# Brano da leggere
------------------------------------------------------------
Un po’ più di fede ci è necessaria per ritenere che Dio sia un Dio personale, intimo, vicino, per credere che Egli abbia il desiderio di intervenire nelle nostre vite e che egli intervenga da sempre nella storia per dirigerla secondo il suo proposito. Possiamo con un goccio di fede arrivare a riconoscere l’esistenza di un Dio che se è Dio in qualche modo è potente, ma ci viene difficile accettare l’idea che Egli possa e voglia occuparsi del mondo e di noi. Non so se è perché ci spaventa o perché ci mette troppo in gioco, ma questa idea la rifiutiamo. Per quanti di noi credono che il Dio potente esista sul serio, molto spesso facciamo fatica a credere che il Dio di Abraamo, di Mosè, di Davide, il Dio che conduce il popolo attraverso il mare ed il deserto, possa essere quello stesso tipo di Dio anche con noi, che possa, anche nella nostra vita, agire per liberarci dalla fornace e dalla mano di qual si voglia oppressore. Ma la Bibbia insegna che Dio non cambia, che egli è lo stesso in eterno. Egli non è dunque cambiato, ma lo stesso Dio del passato è il nostro, un Dio che può intervenire nella nostra vita, e che vuole farlo.

UN BICCHIERE PIENO DI FEDE

“Anche se questo non accadesse, sappi o re, che noi non serviremo i tuoi dèi e non adoreremo la tua statua.”

Questa è la fede che mi lascia senza parole, quella rara, quella preziosa, quella invincibile. Due cose importanti da dire a proposito di questa fede:

Come dicevamo, abbiamo l’idea che Dio debba essere il personaggio potentissimo ma secondario, che ci porta a vincere nella nostra storia. Abbiamo inoltre la tendenza ad abbandonare tutto quando il gioco si fa duro. La Bibbia insegna che Dio non è al nostro servizio e che neppure sia il nostro Genio magico. Inoltre, insegna che non sempre le cose devono andare proprio come vorremmo noi. Mi sono ritrovata più volte a venire meno proprio quando le cose si facevano difficili. E’ facile e bello affermare di avere fede in Dio, più difficile diventa amarlo e sceglierlo, servirlo e adorarlo, quando la vita non gira esattamente come vorremmo. Così diverse volte sono salita sul ring e ho iniziato a combattere contro Dio, sferrando “Perché” o “Non lo merito” o “Sei ingiusto”. Facile è credere al suo amore, alla sua saggezza, alla sua giustizia quando tutto va nel modo giusto, più difficile accettare la sottomissione, dimostrare la fede e perseverare nell’amore e nell’adorazione quando soffriamo.

Quell’ “Anche se” è la chiave di tutto. La forza della vera fede sta proprio lì. I tre giovani uomini credevano che Dio poteva liberarli e che era il loro personale Dio, che dunque in un modo o nell’altro sarebbe intervenuto per salvarli. Ma la loro fede era tale da rimanere attaccati, fermi, fissi in Dio anche se Egli non fosse intervenuto mettendoli in salvo da quella particolare situazione. La fede dell’ “Anche se” aveva spinto i tre giovani a rimanere in piedi mentre tutti si erano inginocchiati. E’ la fede che non si tira indietro quando il gioco si fa difficile, perché altrimenti che valora avrebbe? Non rinuncia, non si arrende, non cede, ma persevera. La fede dell’ “Anche se” è quella che ti porta a considerare che Dio può avere i suoi piani, persino nel dolore e nella sofferenza, e che Egli rimane sommamente saggio anche se ti porta attraverso la fornace. Potrebbe suonarci tutto assurdo. Ma questa è la fede che fa la differenza.
------------------------------------------------------------
Dati raccolti
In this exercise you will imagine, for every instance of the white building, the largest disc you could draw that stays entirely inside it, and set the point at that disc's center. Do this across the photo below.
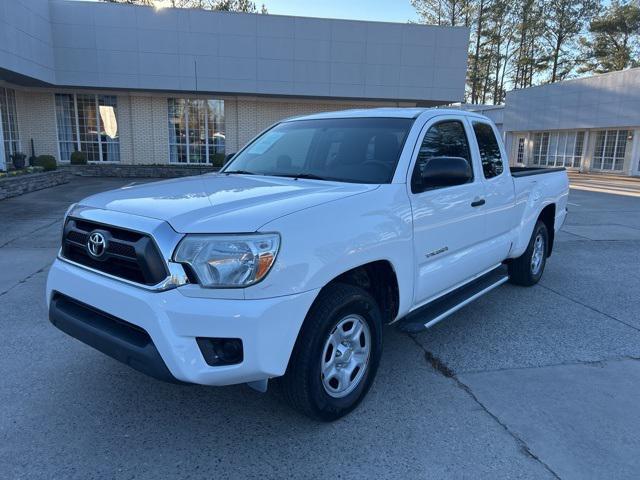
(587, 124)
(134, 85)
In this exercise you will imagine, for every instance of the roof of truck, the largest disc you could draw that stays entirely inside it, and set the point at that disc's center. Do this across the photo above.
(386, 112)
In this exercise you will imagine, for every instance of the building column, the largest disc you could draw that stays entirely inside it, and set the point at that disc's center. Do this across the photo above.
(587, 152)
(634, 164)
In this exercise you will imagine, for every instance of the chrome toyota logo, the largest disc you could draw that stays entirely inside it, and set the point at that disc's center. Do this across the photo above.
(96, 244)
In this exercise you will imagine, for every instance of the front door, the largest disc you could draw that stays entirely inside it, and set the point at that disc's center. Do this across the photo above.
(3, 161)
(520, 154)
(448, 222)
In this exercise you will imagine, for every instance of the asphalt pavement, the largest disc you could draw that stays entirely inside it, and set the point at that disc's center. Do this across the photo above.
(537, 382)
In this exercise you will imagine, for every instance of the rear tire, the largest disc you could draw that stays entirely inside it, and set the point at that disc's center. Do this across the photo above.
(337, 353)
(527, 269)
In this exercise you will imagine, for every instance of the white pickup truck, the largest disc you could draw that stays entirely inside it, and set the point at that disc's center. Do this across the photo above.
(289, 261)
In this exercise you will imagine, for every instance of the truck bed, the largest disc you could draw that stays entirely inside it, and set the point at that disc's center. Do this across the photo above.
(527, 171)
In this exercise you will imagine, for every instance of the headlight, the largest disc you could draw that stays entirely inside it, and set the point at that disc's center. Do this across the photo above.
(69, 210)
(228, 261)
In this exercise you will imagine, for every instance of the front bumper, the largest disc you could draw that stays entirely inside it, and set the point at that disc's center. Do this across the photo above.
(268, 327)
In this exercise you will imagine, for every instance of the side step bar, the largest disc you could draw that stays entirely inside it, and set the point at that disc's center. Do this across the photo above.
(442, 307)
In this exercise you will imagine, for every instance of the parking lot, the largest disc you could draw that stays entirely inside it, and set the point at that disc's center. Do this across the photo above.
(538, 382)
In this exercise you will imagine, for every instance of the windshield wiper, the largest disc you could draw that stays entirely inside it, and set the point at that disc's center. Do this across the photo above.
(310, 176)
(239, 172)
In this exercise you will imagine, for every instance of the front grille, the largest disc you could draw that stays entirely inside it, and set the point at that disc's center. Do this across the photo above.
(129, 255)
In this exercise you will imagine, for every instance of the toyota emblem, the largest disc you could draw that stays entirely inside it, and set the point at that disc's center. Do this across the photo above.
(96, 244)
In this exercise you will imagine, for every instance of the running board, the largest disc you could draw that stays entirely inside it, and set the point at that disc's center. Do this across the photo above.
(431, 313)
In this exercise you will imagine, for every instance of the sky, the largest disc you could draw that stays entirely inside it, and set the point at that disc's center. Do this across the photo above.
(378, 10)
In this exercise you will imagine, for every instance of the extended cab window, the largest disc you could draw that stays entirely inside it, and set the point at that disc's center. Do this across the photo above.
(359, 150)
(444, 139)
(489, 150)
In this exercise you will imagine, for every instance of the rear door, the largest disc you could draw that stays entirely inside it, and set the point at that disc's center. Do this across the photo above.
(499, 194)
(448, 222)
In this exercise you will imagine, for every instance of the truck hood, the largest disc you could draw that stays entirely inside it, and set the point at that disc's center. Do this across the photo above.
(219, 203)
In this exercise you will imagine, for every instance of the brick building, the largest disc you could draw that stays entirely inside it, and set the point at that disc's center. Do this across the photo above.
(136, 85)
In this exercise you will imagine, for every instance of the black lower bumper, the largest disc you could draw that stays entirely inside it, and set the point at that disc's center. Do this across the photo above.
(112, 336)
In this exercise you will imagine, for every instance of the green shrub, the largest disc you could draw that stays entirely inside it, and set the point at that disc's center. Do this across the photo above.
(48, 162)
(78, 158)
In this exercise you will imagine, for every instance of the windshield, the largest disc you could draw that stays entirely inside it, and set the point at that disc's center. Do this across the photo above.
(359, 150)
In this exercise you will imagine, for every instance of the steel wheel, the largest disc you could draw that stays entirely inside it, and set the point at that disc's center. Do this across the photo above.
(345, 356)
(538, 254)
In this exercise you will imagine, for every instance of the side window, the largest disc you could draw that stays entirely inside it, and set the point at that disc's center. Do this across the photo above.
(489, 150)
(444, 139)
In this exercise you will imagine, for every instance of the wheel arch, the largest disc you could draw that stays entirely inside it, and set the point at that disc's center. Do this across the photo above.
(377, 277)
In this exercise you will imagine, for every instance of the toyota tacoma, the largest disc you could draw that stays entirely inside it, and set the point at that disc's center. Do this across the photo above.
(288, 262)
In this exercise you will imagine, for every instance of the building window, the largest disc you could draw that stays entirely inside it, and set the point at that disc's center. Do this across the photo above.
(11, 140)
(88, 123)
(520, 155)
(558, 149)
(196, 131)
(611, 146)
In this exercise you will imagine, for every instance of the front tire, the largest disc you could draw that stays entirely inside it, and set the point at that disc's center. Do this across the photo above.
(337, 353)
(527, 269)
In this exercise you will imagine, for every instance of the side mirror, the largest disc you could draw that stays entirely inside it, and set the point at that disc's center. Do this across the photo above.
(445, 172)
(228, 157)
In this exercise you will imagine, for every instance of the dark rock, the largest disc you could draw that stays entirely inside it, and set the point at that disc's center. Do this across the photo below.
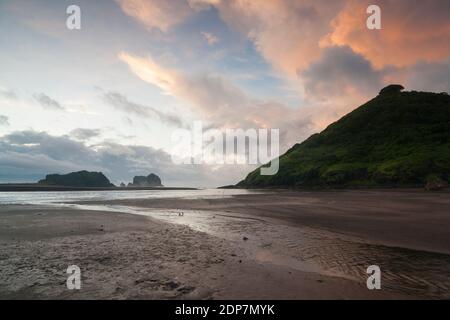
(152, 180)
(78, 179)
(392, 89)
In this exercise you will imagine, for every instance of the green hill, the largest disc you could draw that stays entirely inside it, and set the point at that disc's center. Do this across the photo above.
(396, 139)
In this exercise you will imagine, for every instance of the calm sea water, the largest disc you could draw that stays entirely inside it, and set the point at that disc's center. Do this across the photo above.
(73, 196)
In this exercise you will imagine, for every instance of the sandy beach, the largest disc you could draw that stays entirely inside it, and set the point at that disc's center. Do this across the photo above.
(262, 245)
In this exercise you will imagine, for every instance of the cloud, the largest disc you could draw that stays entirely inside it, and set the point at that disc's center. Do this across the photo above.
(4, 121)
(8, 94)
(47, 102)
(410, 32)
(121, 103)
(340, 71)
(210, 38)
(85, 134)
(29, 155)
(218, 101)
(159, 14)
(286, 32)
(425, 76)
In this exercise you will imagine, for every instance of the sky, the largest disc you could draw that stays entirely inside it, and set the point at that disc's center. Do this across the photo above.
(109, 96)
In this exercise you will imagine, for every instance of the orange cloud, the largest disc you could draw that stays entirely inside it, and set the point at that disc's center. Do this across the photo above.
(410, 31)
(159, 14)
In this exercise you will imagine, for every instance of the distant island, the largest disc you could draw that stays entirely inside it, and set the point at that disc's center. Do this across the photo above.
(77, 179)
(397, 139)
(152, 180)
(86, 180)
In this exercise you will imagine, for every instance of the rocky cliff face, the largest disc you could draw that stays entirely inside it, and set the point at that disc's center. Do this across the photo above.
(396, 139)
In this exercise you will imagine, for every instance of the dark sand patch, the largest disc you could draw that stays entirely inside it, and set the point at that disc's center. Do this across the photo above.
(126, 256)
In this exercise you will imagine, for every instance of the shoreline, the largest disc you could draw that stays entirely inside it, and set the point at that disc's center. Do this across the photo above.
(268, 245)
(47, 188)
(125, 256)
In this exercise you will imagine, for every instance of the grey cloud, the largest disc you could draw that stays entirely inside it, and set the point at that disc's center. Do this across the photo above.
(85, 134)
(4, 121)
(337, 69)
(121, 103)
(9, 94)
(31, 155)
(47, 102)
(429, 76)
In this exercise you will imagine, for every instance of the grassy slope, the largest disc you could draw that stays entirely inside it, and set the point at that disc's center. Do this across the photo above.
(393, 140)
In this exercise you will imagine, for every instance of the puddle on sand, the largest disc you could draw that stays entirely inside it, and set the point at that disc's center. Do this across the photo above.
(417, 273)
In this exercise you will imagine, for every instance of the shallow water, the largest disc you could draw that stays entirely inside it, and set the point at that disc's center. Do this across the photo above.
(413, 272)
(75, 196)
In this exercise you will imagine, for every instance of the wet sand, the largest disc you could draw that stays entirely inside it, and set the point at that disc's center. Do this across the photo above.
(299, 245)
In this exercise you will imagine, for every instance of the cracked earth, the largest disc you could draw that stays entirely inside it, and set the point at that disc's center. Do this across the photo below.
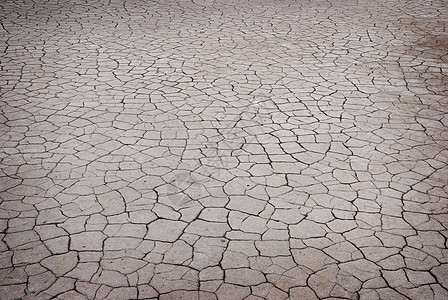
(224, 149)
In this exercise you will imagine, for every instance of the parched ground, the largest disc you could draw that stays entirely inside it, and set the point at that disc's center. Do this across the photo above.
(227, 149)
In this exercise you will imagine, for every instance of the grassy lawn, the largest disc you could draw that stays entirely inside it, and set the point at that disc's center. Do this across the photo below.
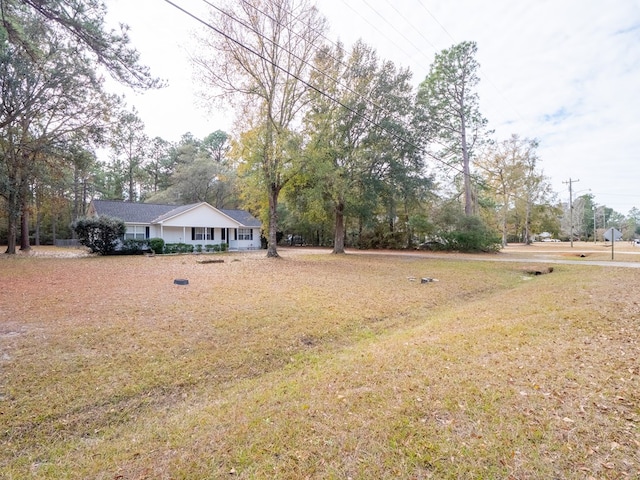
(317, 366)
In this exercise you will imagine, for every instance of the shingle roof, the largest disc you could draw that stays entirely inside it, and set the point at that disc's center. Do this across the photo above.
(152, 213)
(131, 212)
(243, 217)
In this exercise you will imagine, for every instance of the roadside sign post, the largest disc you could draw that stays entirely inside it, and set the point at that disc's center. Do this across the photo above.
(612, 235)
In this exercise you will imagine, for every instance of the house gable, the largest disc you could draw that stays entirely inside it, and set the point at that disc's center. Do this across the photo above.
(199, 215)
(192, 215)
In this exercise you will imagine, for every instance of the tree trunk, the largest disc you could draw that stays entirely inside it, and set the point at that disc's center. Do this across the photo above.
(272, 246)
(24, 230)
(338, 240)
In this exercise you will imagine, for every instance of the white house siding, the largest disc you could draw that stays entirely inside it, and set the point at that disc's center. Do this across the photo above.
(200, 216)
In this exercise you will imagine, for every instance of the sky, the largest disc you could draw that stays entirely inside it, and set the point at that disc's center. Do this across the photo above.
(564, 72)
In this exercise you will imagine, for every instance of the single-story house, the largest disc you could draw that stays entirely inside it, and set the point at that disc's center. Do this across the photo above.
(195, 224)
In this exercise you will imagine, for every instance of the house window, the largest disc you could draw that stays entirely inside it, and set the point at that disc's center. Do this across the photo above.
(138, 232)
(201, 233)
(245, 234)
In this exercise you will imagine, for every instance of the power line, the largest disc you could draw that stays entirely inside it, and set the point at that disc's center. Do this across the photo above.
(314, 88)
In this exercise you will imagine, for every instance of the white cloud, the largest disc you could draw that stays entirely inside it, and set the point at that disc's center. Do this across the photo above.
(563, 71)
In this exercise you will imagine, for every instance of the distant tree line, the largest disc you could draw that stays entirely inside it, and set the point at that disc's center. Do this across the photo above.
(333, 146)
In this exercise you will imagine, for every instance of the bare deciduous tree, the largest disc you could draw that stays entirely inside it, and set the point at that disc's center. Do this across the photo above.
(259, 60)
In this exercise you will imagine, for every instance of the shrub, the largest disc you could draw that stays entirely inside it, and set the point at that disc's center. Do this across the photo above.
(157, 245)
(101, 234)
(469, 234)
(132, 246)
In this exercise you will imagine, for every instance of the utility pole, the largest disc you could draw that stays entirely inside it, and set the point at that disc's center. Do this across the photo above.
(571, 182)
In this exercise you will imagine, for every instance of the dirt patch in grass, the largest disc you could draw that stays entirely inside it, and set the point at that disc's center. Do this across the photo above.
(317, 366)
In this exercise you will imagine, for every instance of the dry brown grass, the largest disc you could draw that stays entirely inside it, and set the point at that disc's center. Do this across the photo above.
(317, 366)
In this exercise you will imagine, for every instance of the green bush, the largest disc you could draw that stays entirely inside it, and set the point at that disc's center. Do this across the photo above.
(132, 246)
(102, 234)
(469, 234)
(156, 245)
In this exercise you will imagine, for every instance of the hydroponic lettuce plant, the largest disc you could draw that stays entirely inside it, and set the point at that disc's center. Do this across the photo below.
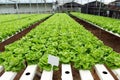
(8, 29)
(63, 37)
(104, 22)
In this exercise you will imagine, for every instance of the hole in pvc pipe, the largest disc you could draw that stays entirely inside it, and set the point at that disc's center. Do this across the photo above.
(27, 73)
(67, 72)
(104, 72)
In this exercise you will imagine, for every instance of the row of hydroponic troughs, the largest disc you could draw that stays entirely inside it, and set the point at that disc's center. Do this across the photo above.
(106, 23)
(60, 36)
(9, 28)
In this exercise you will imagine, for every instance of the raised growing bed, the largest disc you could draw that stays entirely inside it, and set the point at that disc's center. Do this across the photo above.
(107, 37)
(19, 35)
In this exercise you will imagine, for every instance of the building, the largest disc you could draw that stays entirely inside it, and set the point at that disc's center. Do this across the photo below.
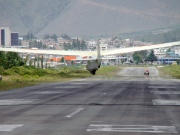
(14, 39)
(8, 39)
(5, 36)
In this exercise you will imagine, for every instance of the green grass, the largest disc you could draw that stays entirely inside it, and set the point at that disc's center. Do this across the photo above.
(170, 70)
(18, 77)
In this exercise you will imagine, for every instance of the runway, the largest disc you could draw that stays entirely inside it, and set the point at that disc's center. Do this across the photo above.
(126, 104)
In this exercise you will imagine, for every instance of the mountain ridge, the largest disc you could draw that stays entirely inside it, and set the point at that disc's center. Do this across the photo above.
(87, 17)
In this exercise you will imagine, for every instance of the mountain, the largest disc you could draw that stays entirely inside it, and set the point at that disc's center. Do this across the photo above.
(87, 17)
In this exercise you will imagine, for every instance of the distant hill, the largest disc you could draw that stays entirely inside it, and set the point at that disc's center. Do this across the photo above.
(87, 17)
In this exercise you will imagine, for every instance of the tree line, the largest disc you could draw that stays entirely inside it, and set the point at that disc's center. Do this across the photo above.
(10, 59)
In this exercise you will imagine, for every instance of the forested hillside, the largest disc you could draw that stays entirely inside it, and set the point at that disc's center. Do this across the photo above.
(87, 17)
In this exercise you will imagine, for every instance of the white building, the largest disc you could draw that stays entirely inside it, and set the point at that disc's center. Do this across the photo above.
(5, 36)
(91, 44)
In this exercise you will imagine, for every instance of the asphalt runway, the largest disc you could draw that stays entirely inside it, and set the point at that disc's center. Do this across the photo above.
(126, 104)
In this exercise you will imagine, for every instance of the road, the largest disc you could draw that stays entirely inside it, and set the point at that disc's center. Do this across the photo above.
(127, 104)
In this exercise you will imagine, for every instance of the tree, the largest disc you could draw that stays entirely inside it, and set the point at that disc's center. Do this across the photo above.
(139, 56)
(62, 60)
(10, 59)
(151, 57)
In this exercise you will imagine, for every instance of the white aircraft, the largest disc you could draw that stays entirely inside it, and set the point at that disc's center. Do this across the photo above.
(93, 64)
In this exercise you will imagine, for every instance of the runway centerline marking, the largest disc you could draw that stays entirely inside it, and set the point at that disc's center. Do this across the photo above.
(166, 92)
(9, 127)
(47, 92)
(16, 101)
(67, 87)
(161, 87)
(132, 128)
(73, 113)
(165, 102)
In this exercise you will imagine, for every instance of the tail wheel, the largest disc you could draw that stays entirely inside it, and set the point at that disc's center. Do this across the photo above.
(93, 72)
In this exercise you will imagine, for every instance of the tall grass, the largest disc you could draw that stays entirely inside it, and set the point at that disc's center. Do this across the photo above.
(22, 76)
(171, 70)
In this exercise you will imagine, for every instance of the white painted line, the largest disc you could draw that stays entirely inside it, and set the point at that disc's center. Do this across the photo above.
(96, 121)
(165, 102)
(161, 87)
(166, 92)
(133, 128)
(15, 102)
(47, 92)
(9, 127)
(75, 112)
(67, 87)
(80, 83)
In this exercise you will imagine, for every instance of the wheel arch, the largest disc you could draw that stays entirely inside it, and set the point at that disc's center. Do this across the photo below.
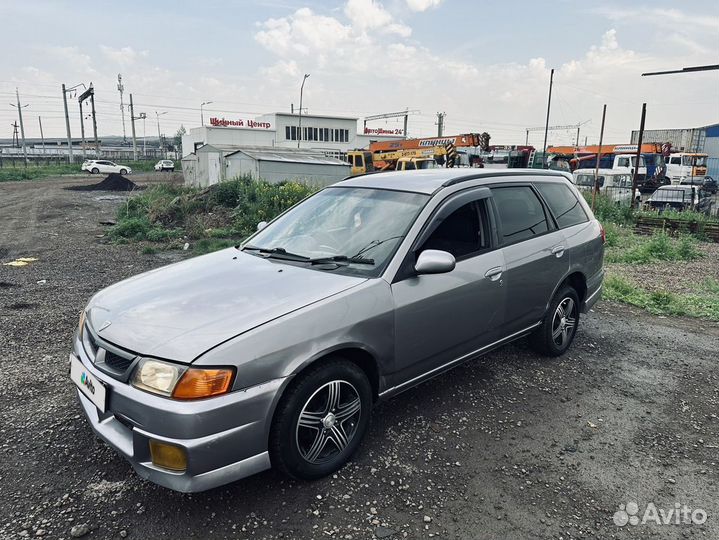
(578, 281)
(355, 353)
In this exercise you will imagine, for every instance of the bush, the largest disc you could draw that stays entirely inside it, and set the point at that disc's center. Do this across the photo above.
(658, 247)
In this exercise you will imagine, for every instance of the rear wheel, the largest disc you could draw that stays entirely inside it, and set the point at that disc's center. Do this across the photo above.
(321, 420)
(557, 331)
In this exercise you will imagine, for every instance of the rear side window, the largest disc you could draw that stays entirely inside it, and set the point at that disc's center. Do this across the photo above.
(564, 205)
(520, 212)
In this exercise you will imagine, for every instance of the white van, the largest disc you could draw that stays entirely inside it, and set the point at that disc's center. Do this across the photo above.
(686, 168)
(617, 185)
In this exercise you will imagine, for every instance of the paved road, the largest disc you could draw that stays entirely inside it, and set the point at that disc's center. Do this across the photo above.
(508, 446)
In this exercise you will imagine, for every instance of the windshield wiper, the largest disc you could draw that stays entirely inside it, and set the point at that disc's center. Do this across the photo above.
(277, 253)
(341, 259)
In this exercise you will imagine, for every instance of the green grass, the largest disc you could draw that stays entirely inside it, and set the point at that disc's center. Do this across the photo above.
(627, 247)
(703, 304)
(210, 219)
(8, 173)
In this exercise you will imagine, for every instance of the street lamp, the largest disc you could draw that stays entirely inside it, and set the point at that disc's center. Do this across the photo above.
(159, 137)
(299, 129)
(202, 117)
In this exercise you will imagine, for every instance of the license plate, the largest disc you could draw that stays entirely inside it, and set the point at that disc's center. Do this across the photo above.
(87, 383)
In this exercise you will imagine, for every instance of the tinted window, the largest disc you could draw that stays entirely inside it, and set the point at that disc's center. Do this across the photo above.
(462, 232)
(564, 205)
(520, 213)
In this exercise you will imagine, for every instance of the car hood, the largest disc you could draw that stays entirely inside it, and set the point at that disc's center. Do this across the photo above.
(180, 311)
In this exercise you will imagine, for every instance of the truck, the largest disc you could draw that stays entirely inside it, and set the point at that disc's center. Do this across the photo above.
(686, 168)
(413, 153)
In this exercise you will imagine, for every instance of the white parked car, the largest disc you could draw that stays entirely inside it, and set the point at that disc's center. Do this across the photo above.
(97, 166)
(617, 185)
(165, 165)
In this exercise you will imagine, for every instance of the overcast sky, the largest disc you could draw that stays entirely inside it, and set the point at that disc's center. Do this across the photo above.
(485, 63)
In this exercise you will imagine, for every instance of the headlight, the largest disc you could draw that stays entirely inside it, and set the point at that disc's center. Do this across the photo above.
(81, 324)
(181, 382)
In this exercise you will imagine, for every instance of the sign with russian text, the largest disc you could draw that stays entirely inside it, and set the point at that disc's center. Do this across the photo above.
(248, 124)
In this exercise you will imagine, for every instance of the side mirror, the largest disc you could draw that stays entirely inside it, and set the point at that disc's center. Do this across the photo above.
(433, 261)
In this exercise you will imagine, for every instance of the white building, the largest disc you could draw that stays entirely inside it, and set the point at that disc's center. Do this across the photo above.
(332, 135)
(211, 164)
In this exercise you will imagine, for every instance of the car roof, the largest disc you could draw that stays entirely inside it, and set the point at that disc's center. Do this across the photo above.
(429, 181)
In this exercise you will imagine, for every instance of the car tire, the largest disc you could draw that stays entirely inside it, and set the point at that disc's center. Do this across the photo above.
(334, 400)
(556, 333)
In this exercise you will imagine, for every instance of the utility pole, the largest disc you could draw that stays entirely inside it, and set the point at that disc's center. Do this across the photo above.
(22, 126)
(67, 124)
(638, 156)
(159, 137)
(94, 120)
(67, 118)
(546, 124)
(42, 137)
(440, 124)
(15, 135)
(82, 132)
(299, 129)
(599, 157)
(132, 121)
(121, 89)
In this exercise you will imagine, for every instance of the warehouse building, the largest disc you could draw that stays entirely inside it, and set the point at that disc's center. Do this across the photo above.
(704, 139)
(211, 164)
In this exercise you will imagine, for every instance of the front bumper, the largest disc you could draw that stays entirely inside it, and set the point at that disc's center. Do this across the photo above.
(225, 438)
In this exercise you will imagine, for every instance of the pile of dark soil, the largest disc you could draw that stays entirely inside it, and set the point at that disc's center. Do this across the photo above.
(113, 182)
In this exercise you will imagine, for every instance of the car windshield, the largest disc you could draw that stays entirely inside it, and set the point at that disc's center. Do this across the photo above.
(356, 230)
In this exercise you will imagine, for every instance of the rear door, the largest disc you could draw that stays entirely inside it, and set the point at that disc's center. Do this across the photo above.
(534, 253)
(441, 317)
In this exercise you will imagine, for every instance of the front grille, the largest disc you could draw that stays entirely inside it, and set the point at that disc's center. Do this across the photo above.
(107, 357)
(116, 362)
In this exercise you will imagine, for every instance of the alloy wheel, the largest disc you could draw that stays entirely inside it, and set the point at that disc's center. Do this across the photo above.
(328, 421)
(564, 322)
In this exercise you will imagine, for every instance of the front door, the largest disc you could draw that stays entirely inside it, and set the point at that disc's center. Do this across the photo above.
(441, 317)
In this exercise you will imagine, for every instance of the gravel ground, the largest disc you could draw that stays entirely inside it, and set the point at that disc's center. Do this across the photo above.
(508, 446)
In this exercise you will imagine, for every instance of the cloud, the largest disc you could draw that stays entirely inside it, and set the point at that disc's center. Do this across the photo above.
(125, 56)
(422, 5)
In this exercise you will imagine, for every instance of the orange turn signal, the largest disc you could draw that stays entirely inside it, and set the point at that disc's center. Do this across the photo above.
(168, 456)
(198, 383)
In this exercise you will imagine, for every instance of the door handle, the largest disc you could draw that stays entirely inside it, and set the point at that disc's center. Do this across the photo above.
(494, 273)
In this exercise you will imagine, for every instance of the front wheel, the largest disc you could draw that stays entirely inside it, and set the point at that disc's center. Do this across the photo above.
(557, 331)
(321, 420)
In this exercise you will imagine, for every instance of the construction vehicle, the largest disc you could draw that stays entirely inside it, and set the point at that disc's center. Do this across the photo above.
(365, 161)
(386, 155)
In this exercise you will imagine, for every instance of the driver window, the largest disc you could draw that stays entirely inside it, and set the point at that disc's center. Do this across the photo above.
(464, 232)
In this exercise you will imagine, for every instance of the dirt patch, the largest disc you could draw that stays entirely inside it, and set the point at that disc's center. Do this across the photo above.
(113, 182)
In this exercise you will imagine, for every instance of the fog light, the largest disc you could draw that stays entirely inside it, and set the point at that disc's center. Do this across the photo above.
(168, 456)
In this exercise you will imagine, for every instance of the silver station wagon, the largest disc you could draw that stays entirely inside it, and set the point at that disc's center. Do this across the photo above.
------------------------------------------------------------
# Consegna
Trasforma in un elenco puntato il paragrafo del brano sulla fede che comincia con «Quell’ “Anche se” è la chiave di tutto», conservando i fatti principali.

# Soluzione
- L’“Anche se” è la chiave di tutto: lì sta la forza della vera fede.
- I tre giovani credevano che Dio, il loro Dio personale, potesse liberarli e che sarebbe intervenuto per salvarli.
- La loro fede li teneva saldi in Dio anche se Egli non li avesse salvati da quella situazione.
- Questa fede li ha spinti a restare in piedi mentre tutti si erano inginocchiati.
- È una fede che non si tira indietro quando il gioco si fa difficile: non rinuncia, non si arrende, non cede, ma persevera.
- Porta a considerare che Dio può avere i suoi piani anche nel dolore e nella sofferenza, e che resta sommamente saggio anche quando ti porta attraverso la fornace.
- Può sembrare assurda, ma è la fede che fa la differenza.